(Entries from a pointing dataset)
--- BEGIN ---
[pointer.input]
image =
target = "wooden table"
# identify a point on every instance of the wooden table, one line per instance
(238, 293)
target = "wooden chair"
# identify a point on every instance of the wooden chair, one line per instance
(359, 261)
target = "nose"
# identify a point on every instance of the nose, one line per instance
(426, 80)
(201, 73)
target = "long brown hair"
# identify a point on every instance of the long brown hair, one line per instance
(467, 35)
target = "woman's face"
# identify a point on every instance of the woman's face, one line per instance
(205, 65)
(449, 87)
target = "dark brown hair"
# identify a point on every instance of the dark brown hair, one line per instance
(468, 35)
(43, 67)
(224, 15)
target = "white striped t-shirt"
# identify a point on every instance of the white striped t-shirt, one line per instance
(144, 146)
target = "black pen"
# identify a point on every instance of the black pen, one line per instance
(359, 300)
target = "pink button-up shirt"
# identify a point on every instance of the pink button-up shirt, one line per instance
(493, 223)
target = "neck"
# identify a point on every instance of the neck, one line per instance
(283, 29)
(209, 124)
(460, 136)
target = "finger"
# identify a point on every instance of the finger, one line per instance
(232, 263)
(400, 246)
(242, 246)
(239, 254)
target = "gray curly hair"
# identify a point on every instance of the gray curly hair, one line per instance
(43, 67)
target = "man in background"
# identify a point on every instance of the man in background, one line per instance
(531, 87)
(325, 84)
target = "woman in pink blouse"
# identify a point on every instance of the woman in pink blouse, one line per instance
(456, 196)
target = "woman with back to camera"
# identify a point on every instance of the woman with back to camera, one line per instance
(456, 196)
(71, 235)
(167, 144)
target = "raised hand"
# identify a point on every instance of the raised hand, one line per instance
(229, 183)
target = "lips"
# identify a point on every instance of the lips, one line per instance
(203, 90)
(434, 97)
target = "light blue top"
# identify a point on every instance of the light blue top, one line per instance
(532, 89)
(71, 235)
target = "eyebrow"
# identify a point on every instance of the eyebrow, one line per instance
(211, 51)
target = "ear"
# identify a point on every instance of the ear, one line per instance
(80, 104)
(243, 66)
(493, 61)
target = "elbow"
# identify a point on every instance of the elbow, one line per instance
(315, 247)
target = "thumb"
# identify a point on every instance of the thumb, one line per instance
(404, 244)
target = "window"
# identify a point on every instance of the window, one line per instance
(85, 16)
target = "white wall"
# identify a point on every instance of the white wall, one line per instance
--- END ---
→ JOB: Retype the listing exactly, in full.

→ COMPLETE OUTPUT:
[pointer.input]
image =
target = "wooden table"
# identify a point on every instance of the wooden table, one line per instance
(238, 293)
target = "wooden chair"
# identify a point on every instance of the wooden chair, one line per instance
(359, 261)
target = "nose"
# identify a point on every instance of the nose, one line per instance
(426, 80)
(201, 73)
target = "long brown hair"
# identify a point on every instance of the long brown hair, one line per instance
(467, 35)
target = "woman's face"
# identify a point on every instance of the woman's face, one line per instance
(205, 65)
(449, 87)
target = "dark brown hair"
# identify a point on every instance of the dark brown hair, one line per instance
(468, 35)
(43, 67)
(224, 15)
target = "white striped t-shirt"
# identify a point on every instance of the white striped t-shirt, one line per instance
(144, 146)
target = "black pen"
# identify a point on every instance of the black pen, one line per instance
(359, 300)
target = "pink button-up shirt"
# identify a point on every instance of the pink button-up shirt, one line per instance
(493, 223)
target = "neck"
# identify a point on every instance of the neck, one line per instance
(283, 29)
(209, 124)
(460, 136)
target = "finger"
# identify a point on every instance of the finger, one line per instance
(232, 263)
(400, 246)
(242, 246)
(239, 254)
target = "gray curly hair"
# identify a point on every instance of the gray curly hair, one line per instance
(43, 67)
target = "man in background"
# identify a point on every instance of the man in background, one line per instance
(531, 87)
(325, 84)
target = "woman in pink blouse"
# identify a point on every instance of the woman in pink blouse, one line per instance
(456, 196)
target = "woman with back to camera"
# identify a point on every instance of the woman with back to camera, one line per instance
(456, 196)
(71, 235)
(167, 144)
target = "raised hand"
# identify a point on every instance of the raised hand, one line per instance
(229, 183)
target = "lips"
# identify a point on every instance of the lips, one line per instance
(203, 90)
(434, 97)
target = "light blue top"
# identify a point on every instance of the light blue top, one line per instance
(532, 89)
(71, 235)
target = "eyebrow"
# identify a point on every instance of the eyebrow, one line per instance
(211, 51)
target = "ear"
# identify a point on every instance of the ear, one line per instance
(80, 104)
(243, 66)
(493, 61)
target = "elbow"
# identify a point on every instance of the elbow, one line per instance
(315, 247)
target = "thumb"
# identify a point on every instance of the thumb, one line per instance
(404, 244)
target = "window"
# identify a point on every instance of the window, one line per instance
(85, 16)
target = "white wall"
# identify a point on every instance of the white wall, one line per instance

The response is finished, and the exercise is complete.